*Written tasks*
**1)** Transcribe the entries word for word, from the line containing "the green leaf?" through the end of the entries, and leave out the pictures.
**2)** Go on with the reply about the Canadian report of a crucifixion, picking up from where it stops.

*Source document*
··········
You wrote: “NB: since this account comes from Canada, a non-nation whose only identity is that it is not the U.S., is not like the U.S., and does not like the U.S., we need to confirm this crucifixion story from other sources before we can believe it.”

As the story reports, these allegations were made by representatives of various Christians in Iraq (Chaldean, Syrian and Syriac) in testimony to a parliamentary human rights committee. The reporter, Jennifer Green, mentions “Filham Isaac, speaking for the Nineveh Advocacy Committee,” and also “Mr. Isaac’s colleague, Zaya Oshana.” The fact that Jennifer Green, a journalist, has taken the trouble to report this (when mainsream media tend to ignore such stories) and has not insinuated into her reportage the usual politically correct nonsense we usually see in news stories about Muslims, along with the apparent fact that the news venue where she works (The Ottawa Citizen) seems to have many such stories in its archives), indicate that her reportorial interest has nothing to do with Canada per se (and might have to do with her and her paper’s concern about Middle Eastern Christians). This along with the fact that she is merely reporting on the testimony of Iraqi Christians to a government committee makes it dubious that whatever deficiencies Canada has as a sociopolitical entity are not relevant to determining the veracity of this story—for which simply finding at least one other source would be the pertinent agendum.
··········
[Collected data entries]
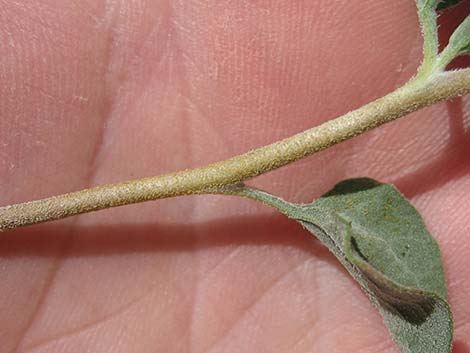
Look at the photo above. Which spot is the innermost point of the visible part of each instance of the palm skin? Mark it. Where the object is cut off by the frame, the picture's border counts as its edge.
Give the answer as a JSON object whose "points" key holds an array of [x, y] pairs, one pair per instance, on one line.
{"points": [[97, 92]]}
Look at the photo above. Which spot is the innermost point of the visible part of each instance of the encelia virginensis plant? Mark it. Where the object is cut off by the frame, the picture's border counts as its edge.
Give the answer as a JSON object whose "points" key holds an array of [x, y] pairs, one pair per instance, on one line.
{"points": [[376, 234]]}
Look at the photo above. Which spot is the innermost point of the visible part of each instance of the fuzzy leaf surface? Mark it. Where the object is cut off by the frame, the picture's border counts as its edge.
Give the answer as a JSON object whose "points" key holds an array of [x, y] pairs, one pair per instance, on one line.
{"points": [[459, 42]]}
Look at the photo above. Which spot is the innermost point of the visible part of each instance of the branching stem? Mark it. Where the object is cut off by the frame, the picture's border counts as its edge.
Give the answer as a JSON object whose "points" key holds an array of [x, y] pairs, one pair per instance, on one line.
{"points": [[414, 95]]}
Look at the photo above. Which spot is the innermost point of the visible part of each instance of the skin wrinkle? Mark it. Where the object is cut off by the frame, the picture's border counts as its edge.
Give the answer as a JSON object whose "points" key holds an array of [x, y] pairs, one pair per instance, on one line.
{"points": [[250, 306], [88, 181], [314, 321], [187, 127], [87, 326], [40, 303]]}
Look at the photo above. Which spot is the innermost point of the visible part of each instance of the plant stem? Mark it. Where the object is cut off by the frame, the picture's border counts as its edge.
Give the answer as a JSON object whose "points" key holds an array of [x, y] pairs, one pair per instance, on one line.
{"points": [[414, 95]]}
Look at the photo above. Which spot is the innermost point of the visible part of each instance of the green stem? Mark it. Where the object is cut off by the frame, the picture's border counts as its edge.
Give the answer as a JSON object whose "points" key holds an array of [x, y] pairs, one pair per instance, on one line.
{"points": [[428, 24], [411, 97]]}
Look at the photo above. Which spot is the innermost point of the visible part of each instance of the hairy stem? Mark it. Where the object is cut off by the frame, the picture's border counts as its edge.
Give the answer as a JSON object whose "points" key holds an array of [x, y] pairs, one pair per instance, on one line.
{"points": [[411, 97]]}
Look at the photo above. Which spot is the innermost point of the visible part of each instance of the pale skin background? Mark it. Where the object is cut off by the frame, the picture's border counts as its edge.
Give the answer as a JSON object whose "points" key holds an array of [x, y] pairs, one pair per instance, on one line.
{"points": [[94, 92]]}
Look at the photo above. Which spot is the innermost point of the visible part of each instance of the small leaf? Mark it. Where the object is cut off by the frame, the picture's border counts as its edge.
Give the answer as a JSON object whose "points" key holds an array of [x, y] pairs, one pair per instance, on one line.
{"points": [[382, 241]]}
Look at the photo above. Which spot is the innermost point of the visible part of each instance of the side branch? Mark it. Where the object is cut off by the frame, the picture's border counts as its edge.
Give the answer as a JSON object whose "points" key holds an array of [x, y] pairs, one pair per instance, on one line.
{"points": [[409, 98]]}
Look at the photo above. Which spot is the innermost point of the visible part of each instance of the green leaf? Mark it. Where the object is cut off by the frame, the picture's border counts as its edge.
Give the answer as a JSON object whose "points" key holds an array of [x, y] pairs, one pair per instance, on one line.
{"points": [[382, 241], [459, 42]]}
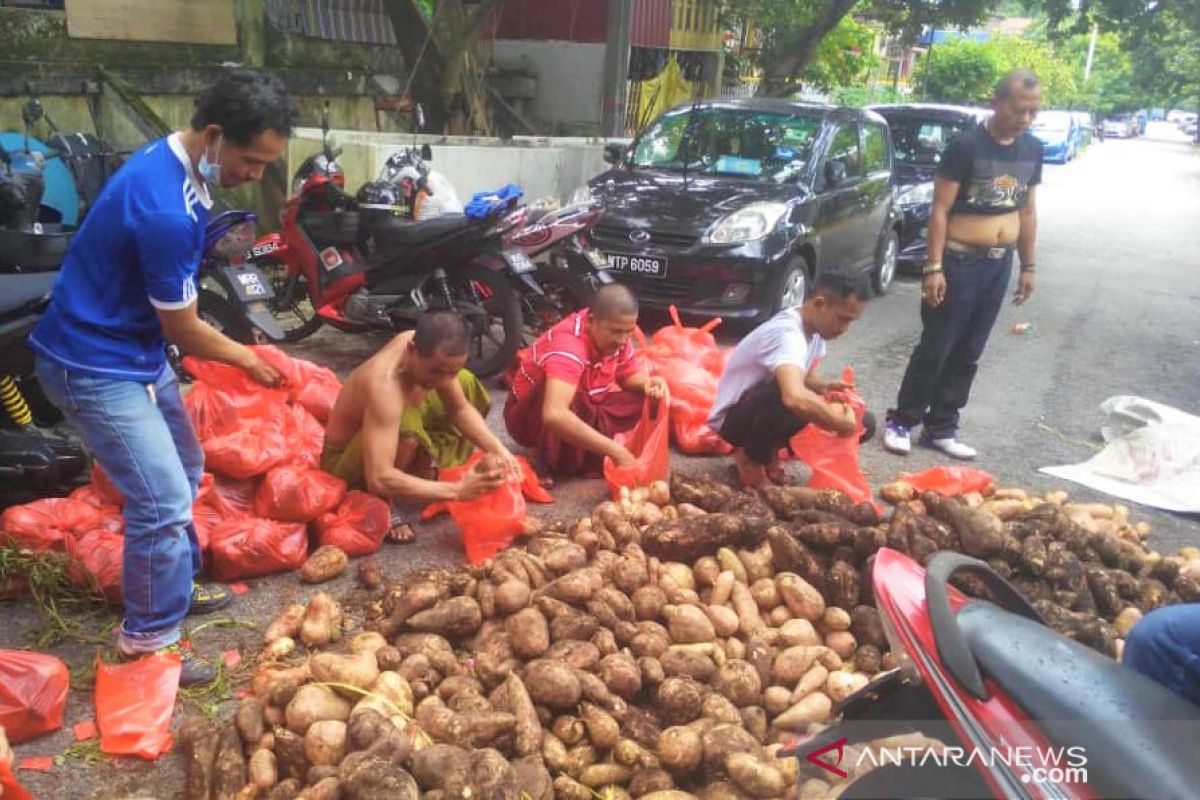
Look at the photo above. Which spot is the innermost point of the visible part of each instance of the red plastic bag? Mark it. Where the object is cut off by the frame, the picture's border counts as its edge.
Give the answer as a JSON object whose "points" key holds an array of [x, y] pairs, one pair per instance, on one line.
{"points": [[9, 787], [252, 447], [239, 390], [306, 434], [358, 525], [648, 441], [135, 703], [247, 547], [297, 493], [46, 524], [307, 384], [949, 480], [210, 409], [100, 555], [833, 458], [33, 693]]}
··········
*Exercise answers*
**1)**
Look at the photo above. Which spot is the innermost point of the visible part of each instance of the green leaf? Mark it. Where the object is cut off by the frame, the picture's border counts as its edge.
Give the answer as a JSON object whose "points" key holds an array of [x, y] pairs, one pair per instance, on one line.
{"points": [[382, 241], [459, 42]]}
Look at the photo above. Which spot is the innermost point of the visible part of each instance of the red plastic bag? Mark it. Where the object is cut off by the frame, the picture's border counts as its edge.
Give the answer as a JSON object whose "points" key holds an array of [x, y] pairs, one pair per instance, on one line.
{"points": [[9, 787], [252, 447], [239, 390], [306, 434], [358, 525], [648, 441], [135, 703], [247, 547], [297, 493], [46, 524], [307, 384], [949, 480], [210, 409], [100, 555], [833, 458], [33, 693]]}

**2)**
LA replies:

Well, that’s what I said. More sources are needed to confirm that these reports have been made, and that these reports are credible.

Erich might have shown me the same consideratoin he shows the Ottawa Citizen. Since I am known as being highly critical of Islam, the fact that I do not instantly believe the crucifixion report but want more evidence could be seen as indication that I’m interested in the truth even if it goes against my pre-dispostitions, not that I’m being biased against Canada.